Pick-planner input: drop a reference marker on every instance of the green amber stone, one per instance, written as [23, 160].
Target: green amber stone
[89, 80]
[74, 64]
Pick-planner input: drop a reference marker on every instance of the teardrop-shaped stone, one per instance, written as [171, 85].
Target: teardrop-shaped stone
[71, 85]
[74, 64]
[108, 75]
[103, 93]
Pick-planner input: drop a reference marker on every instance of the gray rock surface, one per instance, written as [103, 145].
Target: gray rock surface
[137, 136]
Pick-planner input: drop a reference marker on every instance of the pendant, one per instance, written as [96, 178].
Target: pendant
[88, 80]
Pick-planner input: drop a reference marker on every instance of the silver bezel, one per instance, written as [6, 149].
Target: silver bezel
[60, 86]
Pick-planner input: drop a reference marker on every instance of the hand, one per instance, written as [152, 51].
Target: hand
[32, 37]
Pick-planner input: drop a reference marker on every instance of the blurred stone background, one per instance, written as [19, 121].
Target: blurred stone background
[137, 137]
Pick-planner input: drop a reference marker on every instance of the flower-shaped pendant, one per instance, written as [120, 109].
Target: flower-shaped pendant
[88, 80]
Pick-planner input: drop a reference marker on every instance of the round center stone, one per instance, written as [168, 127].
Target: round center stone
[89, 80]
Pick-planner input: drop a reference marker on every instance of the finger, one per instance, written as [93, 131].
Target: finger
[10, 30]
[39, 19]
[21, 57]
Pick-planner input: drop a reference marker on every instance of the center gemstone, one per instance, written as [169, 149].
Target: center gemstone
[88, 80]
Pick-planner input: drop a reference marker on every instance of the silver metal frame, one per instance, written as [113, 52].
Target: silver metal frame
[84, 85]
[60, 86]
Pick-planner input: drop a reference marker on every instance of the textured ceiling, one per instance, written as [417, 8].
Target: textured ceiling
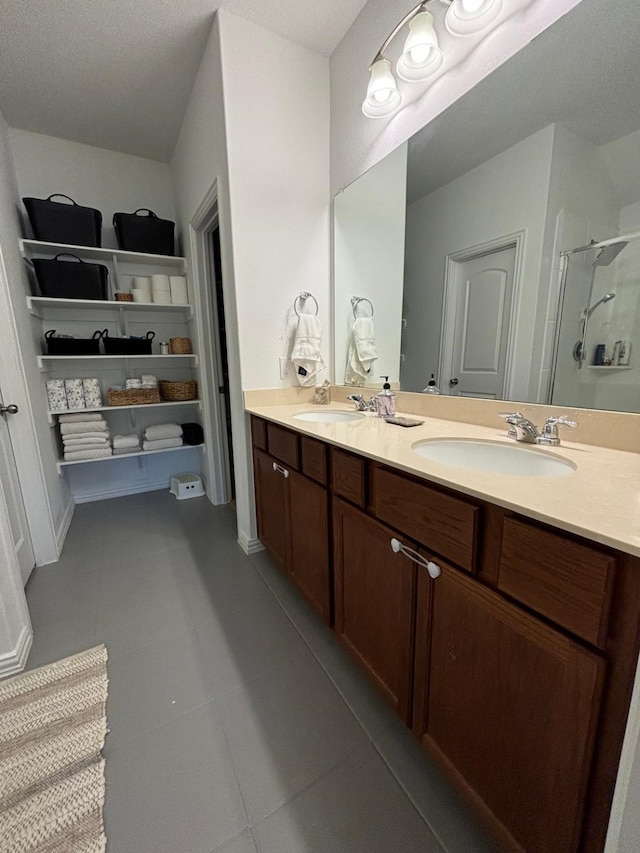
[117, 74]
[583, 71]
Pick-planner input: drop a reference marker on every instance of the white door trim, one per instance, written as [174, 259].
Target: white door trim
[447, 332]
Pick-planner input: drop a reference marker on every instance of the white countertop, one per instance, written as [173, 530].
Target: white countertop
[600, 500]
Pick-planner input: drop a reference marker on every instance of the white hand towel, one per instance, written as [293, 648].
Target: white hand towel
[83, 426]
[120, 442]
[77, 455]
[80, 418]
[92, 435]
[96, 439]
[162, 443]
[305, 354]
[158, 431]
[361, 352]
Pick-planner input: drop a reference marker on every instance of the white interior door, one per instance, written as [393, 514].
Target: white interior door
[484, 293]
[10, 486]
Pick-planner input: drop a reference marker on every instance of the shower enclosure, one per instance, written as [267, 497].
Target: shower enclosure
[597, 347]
# # # #
Written task |
Leave the pictures out and copy the rest of the data exactly.

Finished task |
Pick-planner input: drop a reference marker on every instance of the green amber stone, one per instance, written as [23, 160].
Target: green amber stone
[89, 80]
[74, 64]
Pick-planner input: drop a reference marker on every instance of the teardrop-shaped stone, one per instance, written as [171, 85].
Target: teardrop-shaped stone
[71, 85]
[74, 64]
[108, 75]
[103, 93]
Pick-planner input: drop a reference marker on every instance of the gray rock surface, one per instance, written as [103, 145].
Target: gray rock surface
[137, 136]
Pick-planner input: drop a reference marker on every instance of the pendant, one per instance, written as [96, 178].
Target: pendant
[88, 80]
Pick-planner input: drop a reference marker on every instance of the silver bezel, one per instance, written as [6, 149].
Target: silver bezel
[60, 86]
Pick-planner input: drop a reference marker on every instance of the hand, one per instance, written as [152, 51].
Target: hand
[32, 37]
Pick-planner input: drop a reference marker on every instance of the blurred stone background, one per instance, written as [19, 121].
Target: blurred stone background
[137, 137]
Pick-planner input: drop a reference marker on every instance of the flower-shaped pendant, one per instance, written as [120, 109].
Target: flower-shaped pendant
[88, 80]
Pick-planner input: drop a reference marker on every instance of the round center stone, one per instance, written as [168, 127].
Target: round center stone
[89, 80]
Pick-planner input: drop a reference marker on every instance of the finger, one per instance, written as [93, 131].
Target: finger
[10, 30]
[39, 19]
[21, 57]
Pick-planner input: drop a reference marker on every instance of the center gemstone, one per instance, written as [169, 149].
Target: center gemstone
[88, 80]
Pick-planner input: drop a reference marker on every instance of the silver metal frame, one per instance, written as [113, 52].
Target: silver metal frame
[84, 85]
[60, 86]
Pick-planner input: drop a reference marker on every instance of the textured ceiling, one per instance, written as [417, 8].
Target: textured ceiling
[117, 74]
[583, 71]
Pick-planner input: drop a reference marker on every instance of the white door trim, one per instance, written as [174, 259].
Target: white door trim
[447, 332]
Pick-planner input: drop a reference marker on every instance of the white countertop, one per instance, written as [173, 530].
Target: white countertop
[600, 500]
Pick-planner input: drop a reference marker on every instance of the white hand towel, one per instance, written as [293, 648].
Target: white hand towel
[83, 426]
[120, 442]
[77, 455]
[80, 418]
[92, 435]
[96, 439]
[162, 443]
[305, 354]
[158, 431]
[361, 352]
Pick-planner input: drop a reference marker on every instance of the white interior door, one per instance, written as [393, 514].
Target: white interior door
[484, 293]
[10, 486]
Pick-planner input: drop a reference marker on every instance of the shower enclosure, one per instance, written as [267, 497].
Target: shower enclosure
[597, 347]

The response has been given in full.